EXERCISE GOAL
Copy the entries from the line that has "Target: sky" through the end of the entries, changing "outboard engine" to "outboard motor" and keeping everything else the same.

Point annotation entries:
■ ■ ■ ■ ■ ■ ■

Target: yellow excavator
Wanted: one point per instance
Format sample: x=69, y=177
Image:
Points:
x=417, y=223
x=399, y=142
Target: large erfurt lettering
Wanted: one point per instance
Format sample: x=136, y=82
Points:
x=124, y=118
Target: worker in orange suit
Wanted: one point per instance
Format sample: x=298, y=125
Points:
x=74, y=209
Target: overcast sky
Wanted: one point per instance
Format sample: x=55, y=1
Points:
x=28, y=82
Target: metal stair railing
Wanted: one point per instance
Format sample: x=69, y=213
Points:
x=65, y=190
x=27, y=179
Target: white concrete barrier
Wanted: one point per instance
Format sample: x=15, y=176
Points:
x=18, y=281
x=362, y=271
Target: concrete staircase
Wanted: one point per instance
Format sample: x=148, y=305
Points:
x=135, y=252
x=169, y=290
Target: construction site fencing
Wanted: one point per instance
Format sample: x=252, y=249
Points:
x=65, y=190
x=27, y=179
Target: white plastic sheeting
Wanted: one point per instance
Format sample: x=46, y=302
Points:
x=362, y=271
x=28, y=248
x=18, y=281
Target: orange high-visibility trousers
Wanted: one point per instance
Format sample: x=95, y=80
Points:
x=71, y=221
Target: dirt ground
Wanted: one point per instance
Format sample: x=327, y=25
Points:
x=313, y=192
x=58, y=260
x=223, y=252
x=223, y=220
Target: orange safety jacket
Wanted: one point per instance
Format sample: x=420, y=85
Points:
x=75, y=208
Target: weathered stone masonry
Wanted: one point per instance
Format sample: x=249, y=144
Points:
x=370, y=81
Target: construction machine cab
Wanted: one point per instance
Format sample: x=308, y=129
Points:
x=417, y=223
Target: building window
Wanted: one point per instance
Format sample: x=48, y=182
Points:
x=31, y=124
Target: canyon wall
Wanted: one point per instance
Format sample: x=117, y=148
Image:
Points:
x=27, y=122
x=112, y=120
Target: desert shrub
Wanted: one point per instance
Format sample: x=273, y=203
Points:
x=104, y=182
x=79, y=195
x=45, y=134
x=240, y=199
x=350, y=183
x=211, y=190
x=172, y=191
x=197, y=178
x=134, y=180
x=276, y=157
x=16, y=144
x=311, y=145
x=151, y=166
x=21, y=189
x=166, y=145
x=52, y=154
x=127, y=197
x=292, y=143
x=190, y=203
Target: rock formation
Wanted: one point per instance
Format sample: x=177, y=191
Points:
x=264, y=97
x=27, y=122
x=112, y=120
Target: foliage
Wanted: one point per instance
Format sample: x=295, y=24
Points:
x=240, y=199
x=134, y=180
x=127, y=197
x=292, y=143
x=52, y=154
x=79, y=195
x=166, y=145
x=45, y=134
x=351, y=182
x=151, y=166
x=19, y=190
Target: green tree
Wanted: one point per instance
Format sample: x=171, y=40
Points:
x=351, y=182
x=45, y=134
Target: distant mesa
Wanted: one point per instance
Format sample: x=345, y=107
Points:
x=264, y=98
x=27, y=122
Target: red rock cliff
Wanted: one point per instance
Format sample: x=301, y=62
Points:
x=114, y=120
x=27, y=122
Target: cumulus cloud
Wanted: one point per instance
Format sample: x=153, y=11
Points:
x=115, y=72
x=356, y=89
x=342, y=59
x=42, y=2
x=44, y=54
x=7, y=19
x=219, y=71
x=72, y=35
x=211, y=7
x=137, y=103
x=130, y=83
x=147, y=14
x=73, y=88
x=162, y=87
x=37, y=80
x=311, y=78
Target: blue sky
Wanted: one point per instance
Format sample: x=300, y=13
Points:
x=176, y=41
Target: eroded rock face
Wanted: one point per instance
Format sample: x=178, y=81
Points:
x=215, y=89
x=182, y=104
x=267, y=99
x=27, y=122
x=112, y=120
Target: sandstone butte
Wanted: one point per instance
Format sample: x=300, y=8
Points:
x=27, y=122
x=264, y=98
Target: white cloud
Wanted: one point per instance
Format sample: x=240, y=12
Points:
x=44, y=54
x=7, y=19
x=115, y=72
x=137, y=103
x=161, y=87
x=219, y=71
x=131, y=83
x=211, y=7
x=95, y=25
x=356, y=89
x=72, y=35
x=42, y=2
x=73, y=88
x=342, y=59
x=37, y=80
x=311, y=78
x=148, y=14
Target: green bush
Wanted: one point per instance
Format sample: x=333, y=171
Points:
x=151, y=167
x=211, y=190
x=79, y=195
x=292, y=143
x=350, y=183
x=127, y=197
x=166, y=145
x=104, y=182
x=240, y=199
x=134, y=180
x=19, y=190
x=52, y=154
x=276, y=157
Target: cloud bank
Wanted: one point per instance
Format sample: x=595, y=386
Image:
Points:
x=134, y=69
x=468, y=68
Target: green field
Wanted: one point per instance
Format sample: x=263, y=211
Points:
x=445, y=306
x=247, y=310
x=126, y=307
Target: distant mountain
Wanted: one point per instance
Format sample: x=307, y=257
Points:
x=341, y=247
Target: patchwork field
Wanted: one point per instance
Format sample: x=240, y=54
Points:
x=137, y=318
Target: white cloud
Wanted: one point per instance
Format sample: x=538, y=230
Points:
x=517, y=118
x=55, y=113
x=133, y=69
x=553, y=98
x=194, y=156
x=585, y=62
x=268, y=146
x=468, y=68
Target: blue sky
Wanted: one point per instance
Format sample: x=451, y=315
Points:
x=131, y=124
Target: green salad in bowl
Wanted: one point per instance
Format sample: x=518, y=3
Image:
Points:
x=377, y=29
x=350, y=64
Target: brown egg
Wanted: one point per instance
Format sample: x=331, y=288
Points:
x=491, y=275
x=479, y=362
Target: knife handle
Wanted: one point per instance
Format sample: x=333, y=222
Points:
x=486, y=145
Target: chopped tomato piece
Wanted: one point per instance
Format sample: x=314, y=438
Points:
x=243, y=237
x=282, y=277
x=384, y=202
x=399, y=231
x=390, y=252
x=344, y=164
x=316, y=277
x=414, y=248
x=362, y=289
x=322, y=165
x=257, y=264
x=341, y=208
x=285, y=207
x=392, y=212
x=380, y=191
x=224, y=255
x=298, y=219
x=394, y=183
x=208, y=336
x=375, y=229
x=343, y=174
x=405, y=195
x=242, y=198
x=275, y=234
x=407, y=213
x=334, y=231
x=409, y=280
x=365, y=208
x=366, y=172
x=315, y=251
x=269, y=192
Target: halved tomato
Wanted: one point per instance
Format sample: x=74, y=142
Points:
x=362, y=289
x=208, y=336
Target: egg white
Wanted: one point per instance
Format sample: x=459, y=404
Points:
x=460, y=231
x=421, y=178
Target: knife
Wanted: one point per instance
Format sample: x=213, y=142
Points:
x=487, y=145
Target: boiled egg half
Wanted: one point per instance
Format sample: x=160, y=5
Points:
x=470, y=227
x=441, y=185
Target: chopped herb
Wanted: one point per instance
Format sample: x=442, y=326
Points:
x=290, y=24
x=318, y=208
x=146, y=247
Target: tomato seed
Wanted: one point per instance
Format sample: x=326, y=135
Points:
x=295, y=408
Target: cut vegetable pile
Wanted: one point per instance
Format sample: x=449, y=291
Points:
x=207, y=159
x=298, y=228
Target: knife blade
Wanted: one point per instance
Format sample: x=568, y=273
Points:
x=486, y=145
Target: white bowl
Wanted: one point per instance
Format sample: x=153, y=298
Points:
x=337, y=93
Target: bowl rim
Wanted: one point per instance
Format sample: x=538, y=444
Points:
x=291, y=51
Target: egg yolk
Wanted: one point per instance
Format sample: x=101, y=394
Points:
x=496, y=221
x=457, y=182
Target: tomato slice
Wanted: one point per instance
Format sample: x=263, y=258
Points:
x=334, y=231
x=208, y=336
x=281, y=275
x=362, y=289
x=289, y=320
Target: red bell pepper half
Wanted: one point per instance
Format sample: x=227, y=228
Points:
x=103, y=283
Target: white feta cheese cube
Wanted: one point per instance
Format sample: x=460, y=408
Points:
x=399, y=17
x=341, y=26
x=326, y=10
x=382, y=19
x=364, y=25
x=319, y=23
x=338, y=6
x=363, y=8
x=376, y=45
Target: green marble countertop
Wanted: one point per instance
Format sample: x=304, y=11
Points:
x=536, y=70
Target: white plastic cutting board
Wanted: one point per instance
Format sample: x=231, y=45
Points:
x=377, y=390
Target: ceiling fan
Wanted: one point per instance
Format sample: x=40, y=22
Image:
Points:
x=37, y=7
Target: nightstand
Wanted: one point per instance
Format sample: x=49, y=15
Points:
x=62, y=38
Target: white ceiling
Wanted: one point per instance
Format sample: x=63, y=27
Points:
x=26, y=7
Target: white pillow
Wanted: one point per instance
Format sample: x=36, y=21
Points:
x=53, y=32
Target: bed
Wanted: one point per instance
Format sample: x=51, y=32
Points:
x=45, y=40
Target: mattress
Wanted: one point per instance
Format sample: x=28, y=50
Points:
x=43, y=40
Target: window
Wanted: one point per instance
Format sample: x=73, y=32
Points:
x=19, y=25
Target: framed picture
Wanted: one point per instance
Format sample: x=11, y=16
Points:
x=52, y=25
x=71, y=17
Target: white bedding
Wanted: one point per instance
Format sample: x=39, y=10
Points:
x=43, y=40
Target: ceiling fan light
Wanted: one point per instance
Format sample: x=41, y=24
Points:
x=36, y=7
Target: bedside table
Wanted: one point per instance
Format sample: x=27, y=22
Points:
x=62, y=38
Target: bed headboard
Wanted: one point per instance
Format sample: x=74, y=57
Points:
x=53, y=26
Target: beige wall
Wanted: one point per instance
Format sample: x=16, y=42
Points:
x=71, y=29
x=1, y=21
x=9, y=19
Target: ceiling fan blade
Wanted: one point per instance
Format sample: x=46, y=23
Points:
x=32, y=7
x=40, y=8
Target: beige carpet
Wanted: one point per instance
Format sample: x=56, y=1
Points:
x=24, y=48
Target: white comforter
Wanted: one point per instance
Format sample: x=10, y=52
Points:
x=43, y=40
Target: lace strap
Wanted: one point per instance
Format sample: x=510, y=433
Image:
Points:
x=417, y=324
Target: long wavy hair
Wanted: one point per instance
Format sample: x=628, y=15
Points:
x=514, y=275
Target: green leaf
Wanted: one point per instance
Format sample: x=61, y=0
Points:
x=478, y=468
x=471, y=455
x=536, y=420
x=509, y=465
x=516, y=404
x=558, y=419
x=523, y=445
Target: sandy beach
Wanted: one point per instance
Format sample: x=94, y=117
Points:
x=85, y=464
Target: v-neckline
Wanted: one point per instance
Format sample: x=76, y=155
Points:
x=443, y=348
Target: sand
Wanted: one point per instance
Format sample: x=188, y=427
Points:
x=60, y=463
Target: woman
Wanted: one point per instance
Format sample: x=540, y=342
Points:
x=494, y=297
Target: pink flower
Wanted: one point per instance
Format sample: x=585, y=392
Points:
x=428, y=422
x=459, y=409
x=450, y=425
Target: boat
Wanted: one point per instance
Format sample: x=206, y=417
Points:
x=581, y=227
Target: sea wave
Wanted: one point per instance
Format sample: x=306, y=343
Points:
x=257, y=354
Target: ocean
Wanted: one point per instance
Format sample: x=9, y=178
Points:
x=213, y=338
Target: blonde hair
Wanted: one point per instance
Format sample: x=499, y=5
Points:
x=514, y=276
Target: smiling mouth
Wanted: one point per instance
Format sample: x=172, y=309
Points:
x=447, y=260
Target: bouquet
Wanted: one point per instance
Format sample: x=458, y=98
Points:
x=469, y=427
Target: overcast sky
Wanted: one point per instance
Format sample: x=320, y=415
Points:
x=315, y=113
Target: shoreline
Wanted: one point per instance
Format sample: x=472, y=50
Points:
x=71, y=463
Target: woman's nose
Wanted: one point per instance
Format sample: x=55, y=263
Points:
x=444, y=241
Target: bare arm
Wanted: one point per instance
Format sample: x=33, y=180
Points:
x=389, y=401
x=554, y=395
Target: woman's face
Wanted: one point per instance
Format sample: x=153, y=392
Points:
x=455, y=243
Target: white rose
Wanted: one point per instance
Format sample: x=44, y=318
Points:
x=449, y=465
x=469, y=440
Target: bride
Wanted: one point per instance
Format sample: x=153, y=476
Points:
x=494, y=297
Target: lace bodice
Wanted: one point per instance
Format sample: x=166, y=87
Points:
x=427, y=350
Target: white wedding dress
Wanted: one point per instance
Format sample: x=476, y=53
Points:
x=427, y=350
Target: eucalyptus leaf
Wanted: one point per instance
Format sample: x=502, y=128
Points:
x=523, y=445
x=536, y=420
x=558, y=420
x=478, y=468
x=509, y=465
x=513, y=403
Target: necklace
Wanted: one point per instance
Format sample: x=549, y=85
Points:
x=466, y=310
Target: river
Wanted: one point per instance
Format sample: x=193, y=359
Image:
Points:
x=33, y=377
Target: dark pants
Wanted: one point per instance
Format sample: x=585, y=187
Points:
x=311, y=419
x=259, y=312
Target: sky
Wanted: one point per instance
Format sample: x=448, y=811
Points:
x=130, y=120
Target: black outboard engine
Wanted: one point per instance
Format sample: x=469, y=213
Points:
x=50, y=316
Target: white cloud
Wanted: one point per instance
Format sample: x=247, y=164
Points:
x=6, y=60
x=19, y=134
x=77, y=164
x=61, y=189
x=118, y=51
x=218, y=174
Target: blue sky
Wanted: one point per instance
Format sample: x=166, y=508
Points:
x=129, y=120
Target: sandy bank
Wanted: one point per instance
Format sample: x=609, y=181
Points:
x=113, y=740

■ ■ ■ ■ ■ ■ ■

RESULT
Target: sky
Wanted: one point per instance
Format sample: x=448, y=811
Points:
x=130, y=120
Target: black outboard motor
Wanted: one point per instance
Format sample: x=469, y=213
Points:
x=50, y=316
Target: white cloud
Wanted: one point per instance
Format sample: x=247, y=164
Points:
x=6, y=60
x=19, y=134
x=77, y=164
x=61, y=189
x=118, y=51
x=218, y=174
Target: blue sky
Wanted: one point per instance
Format sample: x=166, y=508
Points:
x=129, y=120
Target: sandy bank
Wanted: one point per instance
Format sample: x=609, y=181
Points:
x=113, y=740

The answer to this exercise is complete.